(Task objective) Search the material for "grey" and show all lines that contain it.

╔══

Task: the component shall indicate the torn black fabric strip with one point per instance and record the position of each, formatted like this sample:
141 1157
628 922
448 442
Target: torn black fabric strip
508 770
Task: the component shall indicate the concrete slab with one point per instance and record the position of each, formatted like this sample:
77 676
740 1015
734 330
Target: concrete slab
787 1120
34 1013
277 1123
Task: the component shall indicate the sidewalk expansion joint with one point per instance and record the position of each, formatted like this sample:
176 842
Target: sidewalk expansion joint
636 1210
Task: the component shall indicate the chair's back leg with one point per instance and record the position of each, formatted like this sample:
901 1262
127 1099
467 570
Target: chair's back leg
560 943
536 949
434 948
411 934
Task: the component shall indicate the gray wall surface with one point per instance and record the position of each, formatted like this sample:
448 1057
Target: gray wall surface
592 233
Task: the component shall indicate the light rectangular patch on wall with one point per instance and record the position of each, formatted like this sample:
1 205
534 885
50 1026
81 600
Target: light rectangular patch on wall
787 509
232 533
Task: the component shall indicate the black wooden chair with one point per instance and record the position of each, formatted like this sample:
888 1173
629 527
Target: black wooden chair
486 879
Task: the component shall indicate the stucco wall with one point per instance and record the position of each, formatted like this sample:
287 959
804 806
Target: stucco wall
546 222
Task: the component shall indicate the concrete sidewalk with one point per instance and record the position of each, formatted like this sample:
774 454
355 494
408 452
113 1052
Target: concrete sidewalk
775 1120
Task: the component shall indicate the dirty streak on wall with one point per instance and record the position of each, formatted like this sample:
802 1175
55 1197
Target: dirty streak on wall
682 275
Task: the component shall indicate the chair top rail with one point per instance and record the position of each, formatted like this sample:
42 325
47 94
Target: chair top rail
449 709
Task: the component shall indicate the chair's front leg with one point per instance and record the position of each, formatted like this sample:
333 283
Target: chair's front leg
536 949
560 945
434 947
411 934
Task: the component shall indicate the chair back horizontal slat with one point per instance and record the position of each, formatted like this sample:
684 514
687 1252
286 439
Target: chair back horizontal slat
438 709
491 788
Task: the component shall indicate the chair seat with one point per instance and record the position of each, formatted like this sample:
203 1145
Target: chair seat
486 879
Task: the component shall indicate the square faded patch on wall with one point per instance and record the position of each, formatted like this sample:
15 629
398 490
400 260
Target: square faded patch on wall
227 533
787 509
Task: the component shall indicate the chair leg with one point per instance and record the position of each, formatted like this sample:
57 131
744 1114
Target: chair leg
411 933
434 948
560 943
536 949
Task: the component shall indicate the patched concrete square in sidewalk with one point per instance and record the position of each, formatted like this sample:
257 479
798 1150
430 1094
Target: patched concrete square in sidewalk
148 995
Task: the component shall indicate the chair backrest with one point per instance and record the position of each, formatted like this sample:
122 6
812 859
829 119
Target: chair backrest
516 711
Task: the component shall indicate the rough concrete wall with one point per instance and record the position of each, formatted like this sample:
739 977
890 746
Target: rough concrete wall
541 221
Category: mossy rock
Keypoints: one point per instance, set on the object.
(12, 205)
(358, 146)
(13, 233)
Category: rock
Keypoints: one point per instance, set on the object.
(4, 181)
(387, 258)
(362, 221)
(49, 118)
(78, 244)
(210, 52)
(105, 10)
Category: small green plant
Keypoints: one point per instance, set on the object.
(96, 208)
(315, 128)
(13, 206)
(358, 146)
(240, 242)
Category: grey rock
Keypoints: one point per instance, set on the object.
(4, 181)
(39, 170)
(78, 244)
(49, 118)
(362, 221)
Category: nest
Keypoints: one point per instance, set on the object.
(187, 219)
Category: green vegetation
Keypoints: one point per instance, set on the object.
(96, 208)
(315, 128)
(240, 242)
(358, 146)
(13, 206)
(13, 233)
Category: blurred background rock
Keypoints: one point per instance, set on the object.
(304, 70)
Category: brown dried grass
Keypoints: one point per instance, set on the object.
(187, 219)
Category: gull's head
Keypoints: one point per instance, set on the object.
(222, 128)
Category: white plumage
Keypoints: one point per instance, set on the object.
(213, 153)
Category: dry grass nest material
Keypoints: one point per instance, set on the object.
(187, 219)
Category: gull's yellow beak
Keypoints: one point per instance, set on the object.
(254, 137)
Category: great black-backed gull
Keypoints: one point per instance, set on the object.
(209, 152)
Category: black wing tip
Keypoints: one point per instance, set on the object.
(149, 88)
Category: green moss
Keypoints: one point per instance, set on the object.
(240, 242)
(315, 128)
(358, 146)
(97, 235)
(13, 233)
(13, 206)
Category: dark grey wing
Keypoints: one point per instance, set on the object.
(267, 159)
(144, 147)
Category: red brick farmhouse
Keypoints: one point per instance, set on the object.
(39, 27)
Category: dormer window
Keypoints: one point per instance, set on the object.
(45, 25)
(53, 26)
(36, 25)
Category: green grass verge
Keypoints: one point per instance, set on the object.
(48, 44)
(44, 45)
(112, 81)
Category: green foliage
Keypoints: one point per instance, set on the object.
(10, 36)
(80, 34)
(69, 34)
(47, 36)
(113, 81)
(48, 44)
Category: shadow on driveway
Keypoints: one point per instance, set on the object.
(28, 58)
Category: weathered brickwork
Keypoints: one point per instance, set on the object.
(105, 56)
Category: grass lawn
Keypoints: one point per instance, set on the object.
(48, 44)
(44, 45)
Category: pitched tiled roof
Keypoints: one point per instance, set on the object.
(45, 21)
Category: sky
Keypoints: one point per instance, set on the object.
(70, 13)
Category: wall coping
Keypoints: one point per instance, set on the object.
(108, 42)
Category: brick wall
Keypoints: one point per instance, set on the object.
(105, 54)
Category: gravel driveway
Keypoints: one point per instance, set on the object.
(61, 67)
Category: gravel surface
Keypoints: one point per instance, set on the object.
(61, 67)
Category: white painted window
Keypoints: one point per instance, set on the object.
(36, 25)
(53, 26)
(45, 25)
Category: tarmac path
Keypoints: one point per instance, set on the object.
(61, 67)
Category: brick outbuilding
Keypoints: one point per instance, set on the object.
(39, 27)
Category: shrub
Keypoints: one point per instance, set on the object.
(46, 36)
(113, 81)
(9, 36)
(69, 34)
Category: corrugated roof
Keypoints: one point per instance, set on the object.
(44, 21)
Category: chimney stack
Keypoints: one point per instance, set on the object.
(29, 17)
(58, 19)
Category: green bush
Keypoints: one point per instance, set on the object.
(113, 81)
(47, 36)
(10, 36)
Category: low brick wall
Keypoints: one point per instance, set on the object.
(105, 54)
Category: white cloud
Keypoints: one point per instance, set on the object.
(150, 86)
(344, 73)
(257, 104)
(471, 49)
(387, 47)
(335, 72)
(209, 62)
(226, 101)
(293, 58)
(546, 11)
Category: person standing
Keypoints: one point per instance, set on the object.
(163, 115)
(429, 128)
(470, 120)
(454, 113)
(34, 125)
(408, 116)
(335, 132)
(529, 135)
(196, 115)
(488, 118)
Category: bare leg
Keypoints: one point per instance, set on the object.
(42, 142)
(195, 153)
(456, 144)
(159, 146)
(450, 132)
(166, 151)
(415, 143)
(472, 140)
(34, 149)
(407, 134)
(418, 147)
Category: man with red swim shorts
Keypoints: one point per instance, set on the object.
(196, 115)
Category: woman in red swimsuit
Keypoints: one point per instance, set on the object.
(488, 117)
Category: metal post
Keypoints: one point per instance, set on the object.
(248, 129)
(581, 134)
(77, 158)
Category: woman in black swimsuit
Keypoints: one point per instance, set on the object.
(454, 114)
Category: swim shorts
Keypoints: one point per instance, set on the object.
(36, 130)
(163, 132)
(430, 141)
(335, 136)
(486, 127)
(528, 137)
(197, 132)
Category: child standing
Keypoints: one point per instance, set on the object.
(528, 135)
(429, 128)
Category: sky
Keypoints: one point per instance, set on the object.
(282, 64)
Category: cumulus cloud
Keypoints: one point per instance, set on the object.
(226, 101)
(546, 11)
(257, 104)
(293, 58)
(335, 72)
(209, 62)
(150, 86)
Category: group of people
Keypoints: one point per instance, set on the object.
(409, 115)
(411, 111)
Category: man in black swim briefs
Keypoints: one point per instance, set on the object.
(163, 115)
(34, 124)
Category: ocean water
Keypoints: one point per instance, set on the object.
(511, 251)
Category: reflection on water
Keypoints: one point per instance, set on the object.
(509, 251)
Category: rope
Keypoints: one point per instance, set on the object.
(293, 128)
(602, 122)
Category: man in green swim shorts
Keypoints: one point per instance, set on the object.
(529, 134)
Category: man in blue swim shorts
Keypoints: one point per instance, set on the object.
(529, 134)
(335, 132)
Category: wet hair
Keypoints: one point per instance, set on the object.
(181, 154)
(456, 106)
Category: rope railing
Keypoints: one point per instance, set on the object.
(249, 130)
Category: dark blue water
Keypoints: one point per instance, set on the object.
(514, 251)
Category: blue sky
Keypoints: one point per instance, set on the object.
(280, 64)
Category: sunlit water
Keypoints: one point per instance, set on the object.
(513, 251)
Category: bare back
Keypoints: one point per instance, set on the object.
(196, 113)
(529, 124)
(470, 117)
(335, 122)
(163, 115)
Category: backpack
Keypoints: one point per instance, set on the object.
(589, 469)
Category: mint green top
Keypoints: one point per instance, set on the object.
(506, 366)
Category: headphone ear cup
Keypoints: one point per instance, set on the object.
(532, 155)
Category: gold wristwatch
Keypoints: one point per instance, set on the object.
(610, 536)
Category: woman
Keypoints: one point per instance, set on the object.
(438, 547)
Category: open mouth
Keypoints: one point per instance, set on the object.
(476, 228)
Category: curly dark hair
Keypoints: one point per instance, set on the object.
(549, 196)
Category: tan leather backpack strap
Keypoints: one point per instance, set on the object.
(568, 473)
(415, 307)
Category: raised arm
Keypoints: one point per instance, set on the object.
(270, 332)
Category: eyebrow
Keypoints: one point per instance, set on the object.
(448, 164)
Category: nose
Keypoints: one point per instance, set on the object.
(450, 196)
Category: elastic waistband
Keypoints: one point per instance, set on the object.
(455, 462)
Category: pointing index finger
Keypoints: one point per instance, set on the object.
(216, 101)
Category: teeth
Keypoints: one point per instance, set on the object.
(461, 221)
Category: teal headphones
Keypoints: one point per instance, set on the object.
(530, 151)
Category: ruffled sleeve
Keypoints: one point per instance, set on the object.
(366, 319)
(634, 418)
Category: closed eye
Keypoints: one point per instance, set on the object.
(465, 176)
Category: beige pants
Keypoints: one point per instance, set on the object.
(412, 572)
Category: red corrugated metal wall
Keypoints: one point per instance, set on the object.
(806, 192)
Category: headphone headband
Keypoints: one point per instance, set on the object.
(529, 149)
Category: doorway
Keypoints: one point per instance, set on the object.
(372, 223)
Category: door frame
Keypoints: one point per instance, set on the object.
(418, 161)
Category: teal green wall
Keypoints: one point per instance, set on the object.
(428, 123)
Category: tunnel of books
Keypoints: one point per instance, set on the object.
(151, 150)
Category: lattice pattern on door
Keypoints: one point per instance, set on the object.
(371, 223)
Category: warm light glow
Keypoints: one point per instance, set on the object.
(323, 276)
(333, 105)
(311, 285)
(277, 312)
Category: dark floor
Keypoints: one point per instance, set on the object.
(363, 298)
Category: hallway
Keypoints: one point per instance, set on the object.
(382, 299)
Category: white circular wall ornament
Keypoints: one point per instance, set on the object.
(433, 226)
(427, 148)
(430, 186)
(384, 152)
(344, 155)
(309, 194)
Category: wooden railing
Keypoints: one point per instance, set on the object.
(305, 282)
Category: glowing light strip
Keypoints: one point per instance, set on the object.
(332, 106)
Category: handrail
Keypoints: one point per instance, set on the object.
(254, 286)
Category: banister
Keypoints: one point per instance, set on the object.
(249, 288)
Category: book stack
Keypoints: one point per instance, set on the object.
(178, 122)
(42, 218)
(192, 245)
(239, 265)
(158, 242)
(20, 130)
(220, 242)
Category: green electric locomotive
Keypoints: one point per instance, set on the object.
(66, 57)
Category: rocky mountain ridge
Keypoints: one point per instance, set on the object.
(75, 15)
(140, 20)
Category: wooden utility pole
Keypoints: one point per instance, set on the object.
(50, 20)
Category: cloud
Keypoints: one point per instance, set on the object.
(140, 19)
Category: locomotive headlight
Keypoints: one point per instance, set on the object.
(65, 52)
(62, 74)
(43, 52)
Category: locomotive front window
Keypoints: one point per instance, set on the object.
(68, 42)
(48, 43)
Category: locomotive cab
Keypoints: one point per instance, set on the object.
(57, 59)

╚══

(Your solution)
Category: grey rock
Category: dark grey wing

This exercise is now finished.